Document excerpt.
Image blurs on future of TV stations
Tomorrow, the nation's television industry celebrates its 36th anniversary in a glum mood, due to an unabated economic crisis. The Jakarta Post team of Ahmad Junaidi, Edith Hartanto, Sylvia Gratia M. Nirang, Kornelius Purba, Kosasih Deradjat and Dwi Atmanta, and contributor Antariksawan Jusuf, look at the issue.
JAKARTA (JP): The national television industry will receive a bitter birthday present this year, and an unsettled economic crisis is the only thing to blame.
Financial woes mark the darkest time for the country's 36-year-old television industry, which saw new channels booming in the past decade.
Since the advent of Rajawali Citra Televisi Indonesia (RCTI) nine years ago, four other stations shot into orbit. Surya Citra Televisi (SCTV) was launched in 1990, followed by Televisi Pendidikan Indonesia (TPI) in 1991, ANteve in 1992 and Indosiar in 1995.
Both RCTI and SCTV, which moved its head office from Surabaya to Jakarta in 1993, are under holding company PT Datacom Asia.
The state television channel Televisi Republik Indonesia (TVRI) was launched on Aug. 23, 1962, now recognized as National Television Day. The first two private stations also celebrate their anniversaries on this date.
Except for TVRI, which is relatively safe, all five private stations have been adopting drastic money and energy saving policies due to a substantial drop in advertisement revenue -- the broadcast industry's lifeline.
Various radical measures can easily be seen, from the reduced hours of each station's airtime to the increasing hours of reruns.
Indosiar, for example, has cut the daily airtime from 18 hours to 11 hours, except on weekends. With one hour of airtime costing about Rp 15 million, the station hopes to save Rp 105 million daily, according to the station spokesman Andreas Ambessa.
During these bad times, the private stations can barely haul themselves into a profit-making position. As RCTI spokesman Eduard Depari put it, just to survive the uncertainties is what local broadcast companies are hoping for.
"Forget ratings or profit seeking this time around. We, RCTI, are simply trying to make sure we can broadcast our programs everyday," he said.
SCTV's Budi Darmawan said the station has seen its income from ads drop by 70 percent since the financial crisis swept across Southeast Asia in July last year. And it is as if it has reached a point of no return.
The spotlight was turned onto SCTV recently when it carried out massive layoffs. Budi said 100 out of the station's 1,200 employees have asked for early retirement.
"There is no better solution for our troubled cash flow than trimming staff numbers. We are offering those who are willing to resign a considerable amount of severance pay. Up to 12 times their monthly salary," Budi said.
"It's sad ... but it will be worse for all of us if the staff slash does not happen," he added.
Budi said reducing airtime was worthwhile because an hour of broadcasting cost SCTV an average Rp 20 million (US$1,700). The station broadcasts 17 hours a day, three hours less than its usual times.
Like other stations, SCTV has stopped importing foreign programs, which, according to Budi, now cost triple their old price. Selected local products and reruns have replaced the imported programs.
He said a rerun allowed the station to save from Rp 12 million to Rp 15 million.

Information given.

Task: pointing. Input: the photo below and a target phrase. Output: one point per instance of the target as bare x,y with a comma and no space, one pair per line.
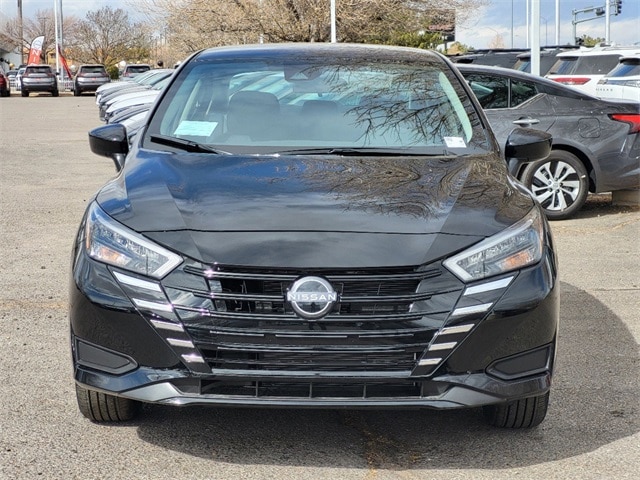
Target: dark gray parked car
596,143
89,78
39,78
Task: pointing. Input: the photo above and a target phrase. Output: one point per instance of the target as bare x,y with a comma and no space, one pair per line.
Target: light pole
20,32
333,22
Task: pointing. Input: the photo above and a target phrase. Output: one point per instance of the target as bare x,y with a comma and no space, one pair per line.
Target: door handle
527,121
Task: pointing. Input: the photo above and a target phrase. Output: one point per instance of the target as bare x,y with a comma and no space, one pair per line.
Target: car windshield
268,106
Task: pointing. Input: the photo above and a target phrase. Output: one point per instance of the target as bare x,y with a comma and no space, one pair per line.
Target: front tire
100,407
524,413
559,182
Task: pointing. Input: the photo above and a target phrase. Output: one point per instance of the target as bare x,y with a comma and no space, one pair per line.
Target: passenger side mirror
526,145
110,141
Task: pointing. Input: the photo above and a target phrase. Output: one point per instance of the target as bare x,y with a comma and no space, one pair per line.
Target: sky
504,18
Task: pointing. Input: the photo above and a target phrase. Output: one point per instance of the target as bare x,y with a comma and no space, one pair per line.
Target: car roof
608,50
549,85
329,50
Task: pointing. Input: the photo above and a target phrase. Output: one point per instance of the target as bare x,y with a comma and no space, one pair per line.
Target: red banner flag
35,50
64,63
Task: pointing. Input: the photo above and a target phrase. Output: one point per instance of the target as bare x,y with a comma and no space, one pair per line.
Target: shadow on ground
594,403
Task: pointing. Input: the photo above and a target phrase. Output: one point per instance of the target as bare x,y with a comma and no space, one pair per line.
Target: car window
500,92
628,68
585,65
491,91
40,69
521,91
137,68
92,69
241,107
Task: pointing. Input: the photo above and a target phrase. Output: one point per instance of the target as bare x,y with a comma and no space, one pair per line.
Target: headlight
515,247
110,242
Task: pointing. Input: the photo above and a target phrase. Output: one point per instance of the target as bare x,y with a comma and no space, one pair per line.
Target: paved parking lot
47,175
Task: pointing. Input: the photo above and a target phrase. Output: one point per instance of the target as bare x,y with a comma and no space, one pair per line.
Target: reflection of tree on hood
420,187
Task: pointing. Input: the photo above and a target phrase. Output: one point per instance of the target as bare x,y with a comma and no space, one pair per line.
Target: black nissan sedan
324,225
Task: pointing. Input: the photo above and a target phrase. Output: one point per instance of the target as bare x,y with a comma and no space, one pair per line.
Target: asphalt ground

Required action.
Can you reproduce everything in the article on Indonesia's television stations from "Since the advent" down to "Indosiar in 1995.", word for word? Nothing in the listing is needed here.

Response below.
Since the advent of Rajawali Citra Televisi Indonesia (RCTI) nine years ago, four other stations shot into orbit. Surya Citra Televisi (SCTV) was launched in 1990, followed by Televisi Pendidikan Indonesia (TPI) in 1991, ANteve in 1992 and Indosiar in 1995.